_Your instructions:_
Would you set down the whole listing again exactly as it appears?

_Given entries:_
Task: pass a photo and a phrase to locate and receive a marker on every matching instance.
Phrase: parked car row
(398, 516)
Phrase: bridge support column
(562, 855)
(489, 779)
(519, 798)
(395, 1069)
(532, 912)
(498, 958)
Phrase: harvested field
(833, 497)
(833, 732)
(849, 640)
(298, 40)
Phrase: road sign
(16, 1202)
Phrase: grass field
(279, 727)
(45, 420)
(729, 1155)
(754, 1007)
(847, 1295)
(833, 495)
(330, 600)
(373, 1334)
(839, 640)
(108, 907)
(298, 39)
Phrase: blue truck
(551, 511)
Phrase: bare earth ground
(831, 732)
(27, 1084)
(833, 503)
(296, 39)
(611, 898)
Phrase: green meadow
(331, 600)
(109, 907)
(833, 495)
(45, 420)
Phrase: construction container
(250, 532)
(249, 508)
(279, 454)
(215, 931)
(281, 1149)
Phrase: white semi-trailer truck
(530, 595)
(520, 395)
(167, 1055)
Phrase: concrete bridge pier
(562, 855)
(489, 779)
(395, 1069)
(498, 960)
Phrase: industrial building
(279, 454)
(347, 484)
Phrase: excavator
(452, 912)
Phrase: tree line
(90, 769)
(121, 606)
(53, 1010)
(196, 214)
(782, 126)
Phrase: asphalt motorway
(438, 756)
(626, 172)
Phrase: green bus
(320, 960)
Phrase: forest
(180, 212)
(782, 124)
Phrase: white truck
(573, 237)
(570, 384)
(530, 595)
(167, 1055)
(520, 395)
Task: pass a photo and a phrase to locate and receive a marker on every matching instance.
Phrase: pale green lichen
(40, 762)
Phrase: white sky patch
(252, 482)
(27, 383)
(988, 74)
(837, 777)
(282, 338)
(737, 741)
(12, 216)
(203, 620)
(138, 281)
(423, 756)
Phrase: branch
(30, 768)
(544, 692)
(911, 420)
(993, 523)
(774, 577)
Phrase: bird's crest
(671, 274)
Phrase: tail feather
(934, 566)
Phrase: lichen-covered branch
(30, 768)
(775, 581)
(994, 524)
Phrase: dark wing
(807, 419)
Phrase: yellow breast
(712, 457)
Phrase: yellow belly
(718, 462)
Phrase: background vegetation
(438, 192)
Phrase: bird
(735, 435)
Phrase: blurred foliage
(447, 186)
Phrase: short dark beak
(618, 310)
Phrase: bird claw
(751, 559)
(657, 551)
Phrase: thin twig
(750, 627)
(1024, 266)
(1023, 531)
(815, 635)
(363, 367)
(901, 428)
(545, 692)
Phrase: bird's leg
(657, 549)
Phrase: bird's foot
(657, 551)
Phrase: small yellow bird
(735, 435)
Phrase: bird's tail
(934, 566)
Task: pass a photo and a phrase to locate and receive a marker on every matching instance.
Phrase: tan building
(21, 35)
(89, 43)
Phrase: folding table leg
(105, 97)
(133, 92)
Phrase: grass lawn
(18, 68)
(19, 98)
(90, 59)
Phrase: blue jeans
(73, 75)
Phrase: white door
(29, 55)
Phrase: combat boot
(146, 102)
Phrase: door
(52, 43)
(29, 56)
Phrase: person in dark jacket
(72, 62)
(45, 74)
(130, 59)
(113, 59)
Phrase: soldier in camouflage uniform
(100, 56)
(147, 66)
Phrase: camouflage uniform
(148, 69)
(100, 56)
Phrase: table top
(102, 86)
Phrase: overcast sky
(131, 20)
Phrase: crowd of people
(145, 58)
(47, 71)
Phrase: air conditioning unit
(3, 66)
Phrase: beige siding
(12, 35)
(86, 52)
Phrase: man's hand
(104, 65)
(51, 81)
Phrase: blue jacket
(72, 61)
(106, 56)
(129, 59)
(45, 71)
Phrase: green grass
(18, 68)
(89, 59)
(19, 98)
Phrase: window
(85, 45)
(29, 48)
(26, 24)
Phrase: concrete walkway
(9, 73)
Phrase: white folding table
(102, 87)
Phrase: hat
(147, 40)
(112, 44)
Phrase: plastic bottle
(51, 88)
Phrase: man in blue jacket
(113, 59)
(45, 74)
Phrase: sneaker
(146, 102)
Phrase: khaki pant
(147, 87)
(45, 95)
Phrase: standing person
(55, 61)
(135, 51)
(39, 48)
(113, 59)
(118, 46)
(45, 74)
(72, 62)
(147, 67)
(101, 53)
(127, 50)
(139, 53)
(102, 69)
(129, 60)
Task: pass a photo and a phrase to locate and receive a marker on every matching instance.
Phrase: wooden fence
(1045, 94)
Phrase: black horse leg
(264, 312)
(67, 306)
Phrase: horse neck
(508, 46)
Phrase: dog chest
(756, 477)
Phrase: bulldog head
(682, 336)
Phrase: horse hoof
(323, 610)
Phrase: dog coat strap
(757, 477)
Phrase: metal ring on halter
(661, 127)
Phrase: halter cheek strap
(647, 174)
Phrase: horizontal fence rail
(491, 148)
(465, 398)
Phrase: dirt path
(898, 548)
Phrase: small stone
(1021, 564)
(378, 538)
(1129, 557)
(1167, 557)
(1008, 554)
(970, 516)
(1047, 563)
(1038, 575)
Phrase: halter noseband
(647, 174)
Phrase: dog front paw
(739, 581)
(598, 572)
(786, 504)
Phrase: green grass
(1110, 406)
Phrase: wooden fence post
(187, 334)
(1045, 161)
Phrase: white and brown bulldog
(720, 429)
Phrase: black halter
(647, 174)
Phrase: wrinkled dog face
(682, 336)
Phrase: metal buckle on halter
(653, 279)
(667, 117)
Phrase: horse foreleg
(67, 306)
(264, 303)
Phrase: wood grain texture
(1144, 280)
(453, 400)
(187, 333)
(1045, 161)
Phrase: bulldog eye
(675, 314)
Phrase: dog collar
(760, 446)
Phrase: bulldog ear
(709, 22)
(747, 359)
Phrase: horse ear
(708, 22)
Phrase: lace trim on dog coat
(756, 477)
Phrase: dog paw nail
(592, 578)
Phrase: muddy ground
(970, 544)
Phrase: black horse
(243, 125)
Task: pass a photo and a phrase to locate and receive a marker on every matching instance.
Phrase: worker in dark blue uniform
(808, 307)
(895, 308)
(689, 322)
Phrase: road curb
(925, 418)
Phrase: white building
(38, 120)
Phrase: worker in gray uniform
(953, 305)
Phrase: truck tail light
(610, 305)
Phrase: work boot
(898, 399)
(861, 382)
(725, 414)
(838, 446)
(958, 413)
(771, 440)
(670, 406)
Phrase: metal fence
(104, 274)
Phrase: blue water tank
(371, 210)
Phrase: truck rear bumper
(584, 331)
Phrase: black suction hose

_Task response:_
Task: pass a photo and a phrase to locate and receive a marker on every matching instance.
Phrase: parked car row
(398, 516)
Phrase: bridge support column
(562, 855)
(489, 779)
(519, 798)
(395, 1069)
(532, 912)
(498, 958)
Phrase: harvested field
(833, 497)
(833, 732)
(849, 640)
(298, 40)
Phrase: road sign
(16, 1202)
Phrase: grass field
(279, 727)
(45, 420)
(729, 1155)
(754, 1007)
(847, 1295)
(833, 495)
(330, 600)
(373, 1334)
(839, 640)
(108, 907)
(298, 39)
Phrase: blue truck
(551, 511)
Phrase: bare earth ground
(831, 732)
(27, 1084)
(833, 503)
(296, 39)
(611, 898)
Phrase: green meadow
(331, 600)
(109, 907)
(833, 495)
(45, 420)
Phrase: construction container
(250, 532)
(249, 508)
(279, 454)
(215, 931)
(281, 1149)
Phrase: white semi-trailer truck
(530, 595)
(520, 395)
(167, 1055)
Phrase: concrete bridge pier
(562, 855)
(489, 779)
(395, 1069)
(498, 960)
Phrase: industrial building
(279, 454)
(347, 484)
Phrase: excavator
(452, 912)
Phrase: tree line
(90, 769)
(121, 606)
(53, 1010)
(196, 214)
(782, 126)
Phrase: asphalt motorway
(438, 756)
(626, 172)
Phrase: green bus
(320, 960)
Phrase: forest
(180, 212)
(782, 124)
Phrase: white truck
(573, 237)
(570, 384)
(530, 595)
(167, 1055)
(520, 395)
Task: pass a photo and a phrase to locate and receive a marker on every matching instance.
Phrase: pale green lichen
(40, 762)
Phrase: white sky patch
(252, 482)
(27, 383)
(988, 74)
(837, 777)
(282, 338)
(737, 741)
(12, 216)
(203, 620)
(138, 281)
(423, 756)
Phrase: branch
(30, 768)
(544, 692)
(911, 420)
(993, 523)
(774, 577)
Phrase: bird's crest
(671, 274)
Phrase: tail feather
(934, 566)
Phrase: lichen-covered branch
(30, 768)
(775, 581)
(994, 524)
Phrase: dark wing
(807, 419)
Phrase: yellow breast
(712, 457)
Phrase: yellow belly
(718, 462)
Phrase: background vegetation
(438, 192)
Phrase: bird
(735, 435)
Phrase: blurred foliage
(447, 186)
Phrase: short dark beak
(618, 310)
Phrase: bird claw
(751, 559)
(657, 551)
Phrase: thin twig
(750, 627)
(1024, 266)
(1023, 531)
(815, 635)
(363, 367)
(901, 428)
(545, 692)
Phrase: bird's leg
(657, 549)
Phrase: bird's foot
(657, 551)
Phrase: small yellow bird
(735, 435)
Phrase: bird's tail
(934, 566)
Task: pass a photo and a phrase to locate and receive a marker on every matching instance.
Phrase: tan building
(21, 35)
(89, 43)
Phrase: folding table leg
(105, 97)
(133, 92)
Phrase: grass lawn
(18, 68)
(19, 98)
(90, 59)
Phrase: blue jeans
(73, 75)
Phrase: white door
(29, 55)
Phrase: combat boot
(146, 102)
Phrase: door
(52, 43)
(29, 56)
Phrase: person in dark jacket
(72, 62)
(45, 74)
(130, 59)
(113, 59)
Phrase: soldier in camouflage uniform
(100, 56)
(147, 66)
Phrase: camouflage uniform
(148, 69)
(100, 56)
Phrase: table top
(102, 86)
Phrase: overcast sky
(131, 20)
Phrase: crowd of people
(145, 58)
(47, 71)
Phrase: air conditioning unit
(3, 66)
Phrase: beige siding
(12, 35)
(86, 52)
Phrase: man's hand
(104, 65)
(51, 81)
Phrase: blue jacket
(72, 61)
(106, 56)
(129, 59)
(45, 71)
Phrase: green grass
(18, 68)
(89, 59)
(19, 98)
Phrase: window
(85, 45)
(29, 48)
(26, 24)
Phrase: concrete walkway
(9, 73)
Phrase: white folding table
(102, 87)
Phrase: hat
(147, 40)
(112, 44)
Phrase: plastic bottle
(51, 88)
Phrase: man in blue jacket
(113, 59)
(45, 74)
Phrase: sneaker
(146, 102)
Phrase: khaki pant
(147, 87)
(45, 95)
Phrase: standing person
(55, 61)
(135, 51)
(39, 48)
(113, 59)
(118, 46)
(45, 74)
(72, 62)
(147, 67)
(101, 53)
(127, 50)
(139, 53)
(102, 69)
(129, 60)
Task: pass a photo and a phrase to locate and receive a marker on every matching instance.
Phrase: wooden fence
(1045, 94)
Phrase: black horse leg
(264, 312)
(67, 306)
Phrase: horse neck
(508, 46)
Phrase: dog chest
(756, 477)
Phrase: bulldog head
(682, 336)
Phrase: horse hoof
(323, 610)
Phrase: dog coat strap
(757, 477)
Phrase: metal ring on halter
(661, 127)
Phrase: halter cheek strap
(647, 174)
Phrase: horizontal fence rail
(491, 148)
(465, 398)
Phrase: dirt path
(898, 548)
Phrase: small stone
(1021, 564)
(378, 538)
(1129, 557)
(1167, 557)
(1008, 554)
(970, 516)
(1047, 563)
(1038, 575)
Phrase: halter noseband
(647, 174)
Phrase: dog front paw
(739, 581)
(598, 572)
(786, 504)
Phrase: green grass
(1110, 406)
Phrase: wooden fence post
(187, 334)
(1045, 161)
Phrase: white and brown bulldog
(720, 429)
Phrase: black halter
(647, 174)
Phrase: wrinkled dog face
(682, 336)
Phrase: metal buckle on halter
(653, 279)
(667, 117)
Phrase: horse foreleg
(67, 306)
(264, 303)
Phrase: wood grain texture
(1144, 280)
(453, 400)
(187, 333)
(1045, 161)
Phrase: bulldog eye
(675, 314)
Phrase: dog collar
(760, 446)
Phrase: bulldog ear
(709, 22)
(747, 359)
Phrase: horse ear
(708, 22)
Phrase: lace trim on dog coat
(756, 477)
Phrase: dog paw nail
(592, 578)
Phrase: muddy ground
(970, 544)
Phrase: black horse
(243, 125)
Task: pass a photo and a phrase to locate and receive a marker on every matching instance.
Phrase: worker in dark blue uniform
(808, 307)
(895, 308)
(689, 322)
Phrase: road curb
(925, 418)
Phrase: white building
(38, 120)
Phrase: worker in gray uniform
(953, 305)
Phrase: truck tail light
(610, 305)
Phrase: work boot
(898, 399)
(861, 382)
(725, 414)
(838, 446)
(958, 413)
(771, 440)
(670, 406)
Phrase: metal fence
(104, 274)
Phrase: blue water tank
(371, 210)
Phrase: truck rear bumper
(584, 331)
Phrase: black suction hose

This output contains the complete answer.